Dataset records:
§ §

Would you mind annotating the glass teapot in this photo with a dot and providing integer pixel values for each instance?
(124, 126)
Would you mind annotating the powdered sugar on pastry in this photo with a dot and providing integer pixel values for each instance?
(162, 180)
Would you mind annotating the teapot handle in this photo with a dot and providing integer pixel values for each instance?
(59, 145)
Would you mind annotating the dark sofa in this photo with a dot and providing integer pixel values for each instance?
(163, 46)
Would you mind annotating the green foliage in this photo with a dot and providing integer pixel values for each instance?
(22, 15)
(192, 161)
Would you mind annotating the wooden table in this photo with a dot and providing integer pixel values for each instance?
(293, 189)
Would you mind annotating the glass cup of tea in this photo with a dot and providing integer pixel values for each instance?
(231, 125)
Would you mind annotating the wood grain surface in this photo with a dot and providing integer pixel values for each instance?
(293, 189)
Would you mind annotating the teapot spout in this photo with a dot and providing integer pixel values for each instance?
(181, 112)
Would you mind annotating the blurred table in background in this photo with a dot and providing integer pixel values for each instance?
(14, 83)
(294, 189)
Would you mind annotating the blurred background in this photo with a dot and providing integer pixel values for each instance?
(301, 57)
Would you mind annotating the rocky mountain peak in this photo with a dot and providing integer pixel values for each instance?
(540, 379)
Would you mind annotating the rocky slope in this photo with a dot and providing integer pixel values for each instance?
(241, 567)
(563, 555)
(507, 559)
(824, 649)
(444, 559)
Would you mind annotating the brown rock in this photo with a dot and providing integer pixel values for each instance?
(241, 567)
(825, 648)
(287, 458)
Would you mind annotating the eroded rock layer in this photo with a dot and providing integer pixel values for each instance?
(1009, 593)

§ §

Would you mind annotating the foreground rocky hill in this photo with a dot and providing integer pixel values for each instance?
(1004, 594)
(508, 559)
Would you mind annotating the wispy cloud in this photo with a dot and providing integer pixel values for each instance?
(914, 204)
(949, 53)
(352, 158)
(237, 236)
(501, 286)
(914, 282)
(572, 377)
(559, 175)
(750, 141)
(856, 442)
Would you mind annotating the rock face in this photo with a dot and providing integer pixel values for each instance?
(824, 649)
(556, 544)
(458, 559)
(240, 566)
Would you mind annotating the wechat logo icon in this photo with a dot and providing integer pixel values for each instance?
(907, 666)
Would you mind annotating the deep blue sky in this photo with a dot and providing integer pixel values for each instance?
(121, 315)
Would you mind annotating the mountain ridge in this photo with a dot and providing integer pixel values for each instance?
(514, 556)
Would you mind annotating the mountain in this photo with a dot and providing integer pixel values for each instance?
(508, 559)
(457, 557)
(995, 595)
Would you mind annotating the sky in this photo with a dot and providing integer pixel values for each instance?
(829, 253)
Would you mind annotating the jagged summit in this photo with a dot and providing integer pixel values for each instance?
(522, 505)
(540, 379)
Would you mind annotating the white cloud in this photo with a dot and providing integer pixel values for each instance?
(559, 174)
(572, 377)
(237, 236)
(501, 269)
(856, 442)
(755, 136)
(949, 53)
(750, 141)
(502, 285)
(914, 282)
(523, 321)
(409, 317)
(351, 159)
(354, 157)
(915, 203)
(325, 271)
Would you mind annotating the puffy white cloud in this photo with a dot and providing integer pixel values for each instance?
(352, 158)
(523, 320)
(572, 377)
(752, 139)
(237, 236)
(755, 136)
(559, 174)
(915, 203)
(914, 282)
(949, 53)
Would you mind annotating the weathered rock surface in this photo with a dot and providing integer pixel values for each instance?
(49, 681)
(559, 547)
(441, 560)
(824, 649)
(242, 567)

§ §

Do this :: Collect every line from the items above that contains the string "cloud", and copy each one in full. Case counts, so match the string only when its capitalization is the same.

Task answer ::
Would you mind annotating the wispy cloud in this photo with a dot and providing integer pixel values for each instance?
Would you mind annotating the white cloud in this photo with a dot and providing integer pixel values for each instance?
Would you mind annotating the puffy white cloud in this photo with a dot and providing integer pixel values for each instance?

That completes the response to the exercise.